The Herb Alpert School of Music at CalArts launches its second annual Artist in Residence Week, running from Monday, Nov. 6 through Friday, Nov. 10, 2023. Six artists will visit the CalArts campus to give presentations and workshops, perform, collaborate, and engage with the student body and the School of Music’s facilities. 


All School of Music classes, ensembles, and lessons that week are canceled with the exception of instruction in Skills in the Shared Curriculum (Fundamentals, Theory Performance Lab, and Skills A/B/C/D). All Critical Studies classes and courses outside the School of Music take place as usual.


2023 Residency

The second annual Artist in Residence Week includes acclaimed artists Ela Orleans, Pamela Z (1998 Herb Alpert Award Winner in Music), Attah PokuYosvany Terry and the Modern Afro Cuban Quartet (2023 Charlie Haden Artist in Residence), Cory Smythe (2022 Herb Alpert Award Winner in Music), and Tomeka Reid (2022 Herb Alpert Award Winner in Music).

* [Required task]: Extract the full announcement about the CalArts Artist in Residence Week, reproducing every word and character as it appears. The rows that follow come from a separate source and are unrelated to the announcement above.

(Rows from a dataset)
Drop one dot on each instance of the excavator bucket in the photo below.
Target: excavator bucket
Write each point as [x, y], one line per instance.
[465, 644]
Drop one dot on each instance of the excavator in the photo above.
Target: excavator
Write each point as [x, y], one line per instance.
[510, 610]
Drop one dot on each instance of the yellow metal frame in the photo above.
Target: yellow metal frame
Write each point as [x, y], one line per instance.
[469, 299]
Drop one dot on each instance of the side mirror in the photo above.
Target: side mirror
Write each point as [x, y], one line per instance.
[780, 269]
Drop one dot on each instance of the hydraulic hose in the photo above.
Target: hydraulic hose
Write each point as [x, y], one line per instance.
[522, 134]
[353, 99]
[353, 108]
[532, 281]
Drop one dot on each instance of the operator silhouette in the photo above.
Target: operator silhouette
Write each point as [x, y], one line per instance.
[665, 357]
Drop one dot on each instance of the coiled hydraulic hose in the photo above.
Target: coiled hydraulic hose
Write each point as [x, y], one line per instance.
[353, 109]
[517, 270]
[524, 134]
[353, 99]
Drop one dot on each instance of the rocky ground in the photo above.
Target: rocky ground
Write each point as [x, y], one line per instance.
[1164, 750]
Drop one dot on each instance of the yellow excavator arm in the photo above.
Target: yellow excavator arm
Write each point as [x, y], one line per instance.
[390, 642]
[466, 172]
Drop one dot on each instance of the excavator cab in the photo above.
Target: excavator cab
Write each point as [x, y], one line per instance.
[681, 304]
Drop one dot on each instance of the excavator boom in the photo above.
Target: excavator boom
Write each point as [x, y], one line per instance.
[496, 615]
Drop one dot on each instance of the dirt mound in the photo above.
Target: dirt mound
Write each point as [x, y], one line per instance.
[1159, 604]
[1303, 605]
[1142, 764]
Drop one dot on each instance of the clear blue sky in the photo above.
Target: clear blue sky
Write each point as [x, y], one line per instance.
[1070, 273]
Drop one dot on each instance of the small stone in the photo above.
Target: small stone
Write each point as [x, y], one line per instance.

* [Written response]:
The Herb Alpert School of Music at CalArts launches its second annual Artist in Residence Week, running from Monday, Nov. 6 through Friday, Nov. 10, 2023. Six artists will visit the CalArts campus to give presentations and workshops, perform, collaborate, and engage with the student body and the School of Music’s facilities. 


All School of Music classes, ensembles, and lessons that week are canceled with the exception of instruction in Skills in the Shared Curriculum (Fundamentals, Theory Performance Lab, and Skills A/B/C/D). All Critical Studies classes and courses outside the School of Music take place as usual.


2023 Residency

The second annual Artist in Residence Week includes acclaimed artists Ela Orleans, Pamela Z (1998 Herb Alpert Award Winner in Music), Attah PokuYosvany Terry and the Modern Afro Cuban Quartet (2023 Charlie Haden Artist in Residence), Cory Smythe (2022 Herb Alpert Award Winner in Music), and Tomeka Reid (2022 Herb Alpert Award Winner in Music).